** start Text passage **

Neither of the two solutions proposed are probably optimal, BUT solution 1 is UNPREDICTABLE and thus INHERENTLY FLAWED!
One of the first things you learn when dealing with large databases is that 'the best way' to do a query is often dependent upon factors (referred to as meta-data) within the database:
How many rows there are.
How many tables you are querying.
The size of each row.
Because of this, there's unlikely to be a silver bullet solution for your problem. Your database is not the same as my database, you will need to benchmark different optimizations if you need the best performance available.
You will probably find that applying & building correct indexes (and understanding the native implementation of indexes in MySQL) in your database does a lot more for you.
There are some golden rules with queries which should rarely be broken:
Don't do them in loop structures. As tempting as it often is, the overhead on creating a connection, executing a query and getting a response is high.
Avoid SELECT * unless needed. Selecting more columns will significantly increase overhead of your SQL operations.
Know thy indexes. Use the EXPLAIN feature so that you can see which indexes are being used, optimize your queries to use what's available and create new ones.
Because of this, of the two I'd go for the second query (replacing SELECT * with only the columns you want), but there are probably better ways to structure the query if you have the time to optimize.
However, speed should NOT be your only consideration in this, there is a GREAT reason not to use suggestion one:
PREDICTABILITY: why read-locks are a good thing
One of the other answers suggests that having the table locked for a long period of time is a bad thing, and that therefore the multiple-query solution is good.
I would argue that this couldn't be further from the truth. In fact, I'd argue that in many cases the predictability of running a single locking SELECT query is a greater argument FOR running that query than the optimization & speed benefits.

** end Text passage **
** start Data listing **

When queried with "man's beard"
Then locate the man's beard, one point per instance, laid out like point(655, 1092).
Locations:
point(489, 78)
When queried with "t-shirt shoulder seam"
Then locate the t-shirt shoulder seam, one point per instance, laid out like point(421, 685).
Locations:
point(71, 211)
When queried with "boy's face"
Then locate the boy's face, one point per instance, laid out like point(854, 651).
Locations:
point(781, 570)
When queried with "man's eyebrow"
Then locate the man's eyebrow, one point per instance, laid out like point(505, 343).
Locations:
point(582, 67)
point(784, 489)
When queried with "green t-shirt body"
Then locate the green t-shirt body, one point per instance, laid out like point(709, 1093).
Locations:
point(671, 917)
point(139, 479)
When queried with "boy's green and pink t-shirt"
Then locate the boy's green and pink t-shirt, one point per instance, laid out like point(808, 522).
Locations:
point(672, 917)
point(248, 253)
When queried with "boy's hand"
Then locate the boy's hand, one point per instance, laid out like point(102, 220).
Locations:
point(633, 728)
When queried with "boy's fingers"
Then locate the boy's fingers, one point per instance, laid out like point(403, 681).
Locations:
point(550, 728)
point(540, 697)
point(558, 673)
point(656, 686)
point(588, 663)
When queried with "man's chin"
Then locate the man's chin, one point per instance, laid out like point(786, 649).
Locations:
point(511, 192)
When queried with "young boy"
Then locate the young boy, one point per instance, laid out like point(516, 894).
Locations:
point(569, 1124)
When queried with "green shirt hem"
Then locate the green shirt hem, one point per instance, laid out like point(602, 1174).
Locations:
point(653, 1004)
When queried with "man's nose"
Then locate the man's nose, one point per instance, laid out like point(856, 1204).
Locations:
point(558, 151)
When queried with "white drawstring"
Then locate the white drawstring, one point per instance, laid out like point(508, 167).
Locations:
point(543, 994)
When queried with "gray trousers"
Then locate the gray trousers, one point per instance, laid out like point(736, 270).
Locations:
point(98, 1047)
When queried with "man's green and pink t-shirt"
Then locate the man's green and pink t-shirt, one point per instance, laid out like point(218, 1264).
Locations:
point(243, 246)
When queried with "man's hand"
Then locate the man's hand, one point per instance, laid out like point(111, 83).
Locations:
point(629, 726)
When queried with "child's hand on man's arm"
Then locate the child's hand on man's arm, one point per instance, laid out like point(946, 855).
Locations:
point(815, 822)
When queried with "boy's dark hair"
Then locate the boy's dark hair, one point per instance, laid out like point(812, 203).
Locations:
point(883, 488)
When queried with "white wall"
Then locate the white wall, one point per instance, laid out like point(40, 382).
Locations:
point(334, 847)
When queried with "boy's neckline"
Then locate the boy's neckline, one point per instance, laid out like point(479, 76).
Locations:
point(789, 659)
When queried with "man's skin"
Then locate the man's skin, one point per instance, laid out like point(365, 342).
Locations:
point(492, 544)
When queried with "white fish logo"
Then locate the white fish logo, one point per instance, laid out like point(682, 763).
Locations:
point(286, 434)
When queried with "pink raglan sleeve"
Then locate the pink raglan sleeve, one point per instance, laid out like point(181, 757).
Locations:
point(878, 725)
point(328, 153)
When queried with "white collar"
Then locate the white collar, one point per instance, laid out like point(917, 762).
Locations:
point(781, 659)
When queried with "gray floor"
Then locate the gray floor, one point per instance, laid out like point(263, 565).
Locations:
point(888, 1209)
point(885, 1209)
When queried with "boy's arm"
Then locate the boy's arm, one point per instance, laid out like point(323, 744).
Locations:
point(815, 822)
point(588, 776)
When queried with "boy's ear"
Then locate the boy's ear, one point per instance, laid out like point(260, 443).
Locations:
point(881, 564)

** end Data listing **

*Work to do:* According to the forum answer on database queries, why should queries not be run inside loop structures? Reply in one to three sentences. These items come from a separate source.

*Reply to the exercise:* Queries should not be run inside loop structures because each one carries high overhead: creating a connection, executing the query and getting a response.